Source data
· · · · ·

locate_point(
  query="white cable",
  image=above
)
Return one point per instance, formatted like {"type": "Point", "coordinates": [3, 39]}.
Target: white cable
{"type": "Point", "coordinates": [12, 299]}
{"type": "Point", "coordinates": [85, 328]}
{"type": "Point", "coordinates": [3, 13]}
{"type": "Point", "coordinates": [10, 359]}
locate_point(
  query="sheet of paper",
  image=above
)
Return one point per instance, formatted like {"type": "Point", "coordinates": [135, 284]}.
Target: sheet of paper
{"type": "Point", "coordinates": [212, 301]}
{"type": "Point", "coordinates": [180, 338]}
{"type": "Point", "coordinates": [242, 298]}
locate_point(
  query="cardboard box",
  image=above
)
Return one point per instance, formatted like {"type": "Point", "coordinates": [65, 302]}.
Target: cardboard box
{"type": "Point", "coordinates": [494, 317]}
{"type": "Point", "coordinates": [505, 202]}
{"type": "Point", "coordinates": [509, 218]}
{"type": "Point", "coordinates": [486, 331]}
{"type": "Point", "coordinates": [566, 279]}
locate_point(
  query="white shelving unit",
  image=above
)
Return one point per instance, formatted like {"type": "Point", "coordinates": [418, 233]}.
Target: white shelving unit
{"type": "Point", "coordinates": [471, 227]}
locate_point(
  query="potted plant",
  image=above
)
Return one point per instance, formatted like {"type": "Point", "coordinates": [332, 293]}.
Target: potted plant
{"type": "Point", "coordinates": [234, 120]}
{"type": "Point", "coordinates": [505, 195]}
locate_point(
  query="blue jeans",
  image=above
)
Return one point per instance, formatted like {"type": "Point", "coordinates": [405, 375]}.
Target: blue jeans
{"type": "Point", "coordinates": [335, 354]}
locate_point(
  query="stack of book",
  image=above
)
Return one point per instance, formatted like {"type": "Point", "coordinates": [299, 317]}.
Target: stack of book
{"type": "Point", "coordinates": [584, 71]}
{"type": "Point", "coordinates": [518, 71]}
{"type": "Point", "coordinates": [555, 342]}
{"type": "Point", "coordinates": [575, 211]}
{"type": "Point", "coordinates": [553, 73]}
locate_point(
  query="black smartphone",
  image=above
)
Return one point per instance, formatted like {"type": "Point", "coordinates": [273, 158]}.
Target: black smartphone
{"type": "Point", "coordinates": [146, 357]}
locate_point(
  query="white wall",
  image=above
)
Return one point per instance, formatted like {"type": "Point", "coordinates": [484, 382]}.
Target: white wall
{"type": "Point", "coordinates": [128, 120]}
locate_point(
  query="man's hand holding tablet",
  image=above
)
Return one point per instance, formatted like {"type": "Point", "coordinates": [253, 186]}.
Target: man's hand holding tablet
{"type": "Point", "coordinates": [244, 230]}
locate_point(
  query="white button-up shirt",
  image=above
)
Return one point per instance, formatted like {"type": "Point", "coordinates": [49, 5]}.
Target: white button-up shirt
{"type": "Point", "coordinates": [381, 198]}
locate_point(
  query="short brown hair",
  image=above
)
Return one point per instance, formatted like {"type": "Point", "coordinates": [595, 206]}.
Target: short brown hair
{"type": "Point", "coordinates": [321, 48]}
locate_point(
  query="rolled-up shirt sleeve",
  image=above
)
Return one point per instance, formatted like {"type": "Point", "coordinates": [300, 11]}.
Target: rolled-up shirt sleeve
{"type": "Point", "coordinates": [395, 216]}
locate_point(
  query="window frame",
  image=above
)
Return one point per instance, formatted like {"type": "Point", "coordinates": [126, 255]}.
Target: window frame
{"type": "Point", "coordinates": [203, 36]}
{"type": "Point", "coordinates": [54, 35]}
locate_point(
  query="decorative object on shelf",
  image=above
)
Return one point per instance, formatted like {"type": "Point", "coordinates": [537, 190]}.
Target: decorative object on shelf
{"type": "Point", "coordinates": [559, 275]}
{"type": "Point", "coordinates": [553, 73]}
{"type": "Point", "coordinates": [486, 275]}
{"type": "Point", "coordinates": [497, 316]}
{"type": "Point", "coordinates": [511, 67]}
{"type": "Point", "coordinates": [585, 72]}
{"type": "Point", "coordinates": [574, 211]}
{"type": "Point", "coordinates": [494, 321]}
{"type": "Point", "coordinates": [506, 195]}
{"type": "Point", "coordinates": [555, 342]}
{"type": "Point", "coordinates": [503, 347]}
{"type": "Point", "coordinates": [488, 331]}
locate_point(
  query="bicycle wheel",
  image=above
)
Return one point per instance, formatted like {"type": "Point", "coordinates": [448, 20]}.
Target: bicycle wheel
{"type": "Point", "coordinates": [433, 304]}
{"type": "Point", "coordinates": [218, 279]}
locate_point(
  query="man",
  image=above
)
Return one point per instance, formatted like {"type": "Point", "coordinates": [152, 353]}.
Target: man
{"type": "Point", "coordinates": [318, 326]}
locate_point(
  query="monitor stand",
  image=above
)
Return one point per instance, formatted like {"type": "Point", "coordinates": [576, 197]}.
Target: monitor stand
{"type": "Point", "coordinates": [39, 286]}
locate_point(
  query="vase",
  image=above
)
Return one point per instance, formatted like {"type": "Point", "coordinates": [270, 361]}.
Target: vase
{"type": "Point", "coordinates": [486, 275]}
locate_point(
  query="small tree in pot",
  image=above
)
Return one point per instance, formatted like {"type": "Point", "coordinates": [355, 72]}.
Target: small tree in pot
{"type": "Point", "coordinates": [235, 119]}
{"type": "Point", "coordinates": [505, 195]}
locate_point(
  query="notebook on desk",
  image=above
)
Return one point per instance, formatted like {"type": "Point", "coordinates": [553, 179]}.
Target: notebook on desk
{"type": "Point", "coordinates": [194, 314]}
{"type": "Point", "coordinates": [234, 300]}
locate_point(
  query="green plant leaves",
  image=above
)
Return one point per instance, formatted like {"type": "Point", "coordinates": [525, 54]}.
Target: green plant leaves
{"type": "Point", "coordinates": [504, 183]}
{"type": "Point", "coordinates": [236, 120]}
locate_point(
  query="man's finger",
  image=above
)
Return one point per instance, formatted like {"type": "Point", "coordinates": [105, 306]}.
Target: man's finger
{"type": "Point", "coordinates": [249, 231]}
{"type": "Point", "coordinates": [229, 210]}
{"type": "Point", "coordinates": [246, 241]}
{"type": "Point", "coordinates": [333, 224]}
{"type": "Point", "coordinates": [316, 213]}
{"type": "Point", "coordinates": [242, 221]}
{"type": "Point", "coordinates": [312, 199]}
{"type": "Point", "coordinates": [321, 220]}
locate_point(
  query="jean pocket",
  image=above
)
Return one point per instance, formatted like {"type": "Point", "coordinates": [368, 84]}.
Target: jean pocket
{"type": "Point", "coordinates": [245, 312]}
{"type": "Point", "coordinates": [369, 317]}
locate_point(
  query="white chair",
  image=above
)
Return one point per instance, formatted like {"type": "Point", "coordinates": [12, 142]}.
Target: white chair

· · · · ·

*Task instructions*
Every line above should be printed again exactly as it stands.

*Exercise answer*
locate_point(
  query="white cable",
  image=above
)
Return one point per instance, formatted like {"type": "Point", "coordinates": [3, 39]}.
Target: white cable
{"type": "Point", "coordinates": [12, 299]}
{"type": "Point", "coordinates": [85, 328]}
{"type": "Point", "coordinates": [3, 13]}
{"type": "Point", "coordinates": [10, 359]}
locate_point(
  query="sheet of paper",
  image=above
)
Return one point per instance, formatted like {"type": "Point", "coordinates": [135, 284]}.
Target: sheet of paper
{"type": "Point", "coordinates": [212, 301]}
{"type": "Point", "coordinates": [180, 338]}
{"type": "Point", "coordinates": [242, 298]}
locate_point(
  query="cardboard box",
  image=above
)
Return one point per instance, formatted like {"type": "Point", "coordinates": [65, 302]}.
Target: cardboard box
{"type": "Point", "coordinates": [494, 317]}
{"type": "Point", "coordinates": [505, 202]}
{"type": "Point", "coordinates": [509, 218]}
{"type": "Point", "coordinates": [486, 331]}
{"type": "Point", "coordinates": [566, 279]}
locate_point(
  query="white shelving unit",
  image=above
)
Return one point per instance, formatted like {"type": "Point", "coordinates": [418, 233]}.
Target: white shelving unit
{"type": "Point", "coordinates": [471, 227]}
locate_point(
  query="potted plant",
  image=above
)
Return one point per instance, formatted like {"type": "Point", "coordinates": [332, 293]}.
Target: potted plant
{"type": "Point", "coordinates": [234, 120]}
{"type": "Point", "coordinates": [505, 195]}
locate_point(
  query="blue jeans",
  image=above
)
Return one point per instance, formatted like {"type": "Point", "coordinates": [405, 375]}.
Target: blue jeans
{"type": "Point", "coordinates": [335, 354]}
locate_point(
  query="stack of book",
  image=above
)
Return one point per instance, formatted like {"type": "Point", "coordinates": [299, 317]}.
Target: stack of book
{"type": "Point", "coordinates": [584, 71]}
{"type": "Point", "coordinates": [518, 71]}
{"type": "Point", "coordinates": [555, 342]}
{"type": "Point", "coordinates": [575, 211]}
{"type": "Point", "coordinates": [553, 73]}
locate_point(
  query="black smartphone",
  image=above
)
Return one point per instance, formatted like {"type": "Point", "coordinates": [273, 158]}.
Target: black smartphone
{"type": "Point", "coordinates": [146, 357]}
locate_point(
  query="white wall",
  image=above
)
Return one point per instance, formatted like {"type": "Point", "coordinates": [484, 382]}.
Target: white wall
{"type": "Point", "coordinates": [128, 120]}
locate_point(
  query="man's hand holding tablet",
  image=above
)
Return one point per instance, formatted like {"type": "Point", "coordinates": [253, 186]}.
Target: man's hand holding tablet
{"type": "Point", "coordinates": [244, 230]}
locate_point(
  query="white button-up shirt",
  image=above
)
Return one point per instance, formatted like {"type": "Point", "coordinates": [49, 5]}.
Target: white button-up shirt
{"type": "Point", "coordinates": [381, 198]}
locate_point(
  query="short brown hair",
  image=above
)
Return one point per instance, formatted like {"type": "Point", "coordinates": [595, 206]}.
Target: short brown hair
{"type": "Point", "coordinates": [321, 48]}
locate_point(
  query="rolled-up shirt sleeve",
  image=above
)
Return one point per instance, formatted like {"type": "Point", "coordinates": [300, 11]}.
Target: rolled-up shirt sleeve
{"type": "Point", "coordinates": [395, 216]}
locate_point(
  query="window frame",
  image=above
)
Return one point per instance, formatted like {"type": "Point", "coordinates": [126, 255]}.
Target: window frame
{"type": "Point", "coordinates": [203, 36]}
{"type": "Point", "coordinates": [54, 35]}
locate_point(
  query="decorative object on shelf",
  image=above
)
Return one point per instance, formatted like {"type": "Point", "coordinates": [537, 190]}.
Target: decorative object on shelf
{"type": "Point", "coordinates": [559, 275]}
{"type": "Point", "coordinates": [553, 73]}
{"type": "Point", "coordinates": [486, 275]}
{"type": "Point", "coordinates": [497, 316]}
{"type": "Point", "coordinates": [511, 67]}
{"type": "Point", "coordinates": [585, 72]}
{"type": "Point", "coordinates": [574, 211]}
{"type": "Point", "coordinates": [494, 321]}
{"type": "Point", "coordinates": [506, 195]}
{"type": "Point", "coordinates": [555, 342]}
{"type": "Point", "coordinates": [503, 347]}
{"type": "Point", "coordinates": [488, 331]}
locate_point(
  query="bicycle wheel",
  image=above
)
Return one point per instance, formatted like {"type": "Point", "coordinates": [448, 20]}.
Target: bicycle wheel
{"type": "Point", "coordinates": [433, 304]}
{"type": "Point", "coordinates": [218, 279]}
locate_point(
  query="man",
  image=above
)
Return one point per instance, formatted like {"type": "Point", "coordinates": [152, 353]}.
Target: man
{"type": "Point", "coordinates": [318, 326]}
locate_point(
  query="monitor stand",
  image=above
)
Return one point per instance, formatted like {"type": "Point", "coordinates": [576, 197]}.
Target: monitor stand
{"type": "Point", "coordinates": [39, 286]}
locate_point(
  query="vase",
  image=above
)
Return one point per instance, formatted like {"type": "Point", "coordinates": [270, 361]}.
Target: vase
{"type": "Point", "coordinates": [486, 275]}
locate_point(
  query="small tree in pot",
  image=above
)
Return one point per instance, formatted like {"type": "Point", "coordinates": [355, 72]}.
Target: small tree in pot
{"type": "Point", "coordinates": [235, 119]}
{"type": "Point", "coordinates": [505, 195]}
locate_point(
  query="notebook on desk",
  image=above
)
Return one point per instance, formatted like {"type": "Point", "coordinates": [553, 179]}.
Target: notebook on desk
{"type": "Point", "coordinates": [194, 314]}
{"type": "Point", "coordinates": [234, 300]}
locate_point(
  query="green plant leaves",
  image=above
)
Return one point per instance, formatted like {"type": "Point", "coordinates": [525, 54]}.
Target: green plant leaves
{"type": "Point", "coordinates": [504, 183]}
{"type": "Point", "coordinates": [236, 120]}
locate_point(
  query="man's finger",
  image=above
)
Return one point per instance, formatted like {"type": "Point", "coordinates": [105, 306]}.
Target: man's finger
{"type": "Point", "coordinates": [249, 231]}
{"type": "Point", "coordinates": [229, 210]}
{"type": "Point", "coordinates": [246, 241]}
{"type": "Point", "coordinates": [333, 224]}
{"type": "Point", "coordinates": [316, 213]}
{"type": "Point", "coordinates": [242, 221]}
{"type": "Point", "coordinates": [312, 199]}
{"type": "Point", "coordinates": [321, 220]}
locate_point(
  query="jean pocket",
  image=above
)
Return one point per instance, formatted like {"type": "Point", "coordinates": [368, 84]}.
Target: jean pocket
{"type": "Point", "coordinates": [245, 312]}
{"type": "Point", "coordinates": [369, 317]}
locate_point(
  query="white chair",
  image=above
)
Return one point per instance, formatted like {"type": "Point", "coordinates": [12, 142]}.
Target: white chair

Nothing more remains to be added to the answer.